THE EXERCISE: Please write out the data below word for word, omitting the pictures.

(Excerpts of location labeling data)
* * *

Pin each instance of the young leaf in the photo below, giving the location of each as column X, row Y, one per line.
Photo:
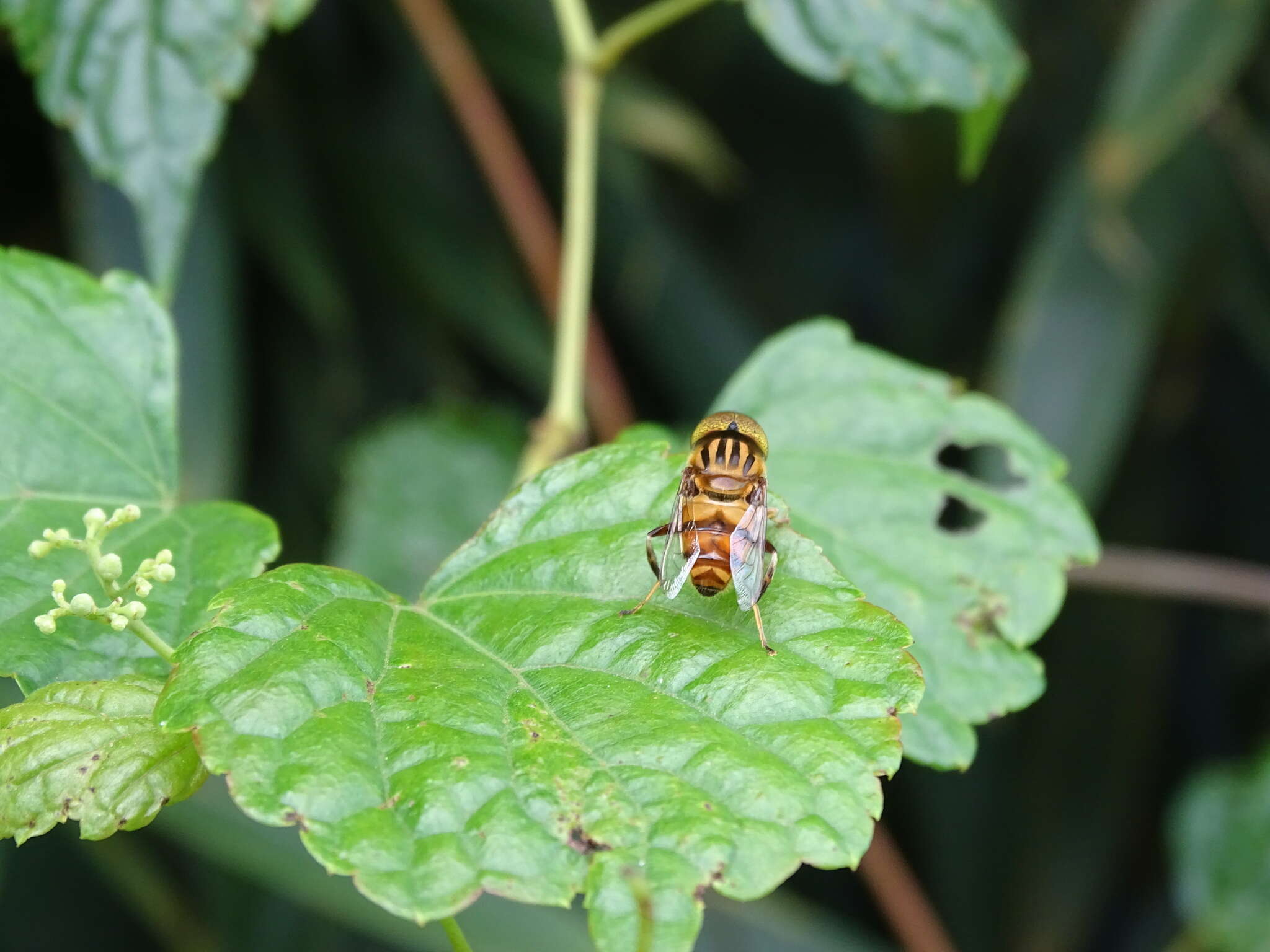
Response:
column 418, row 488
column 91, row 752
column 88, row 390
column 863, row 447
column 513, row 734
column 1220, row 834
column 901, row 55
column 143, row 88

* * *

OUTPUT:
Pin each instance of the young leaf in the photo below, giving the location of each as column X, row Y, one per line.
Photo:
Response:
column 418, row 488
column 91, row 752
column 88, row 390
column 863, row 447
column 513, row 734
column 1220, row 834
column 901, row 55
column 143, row 88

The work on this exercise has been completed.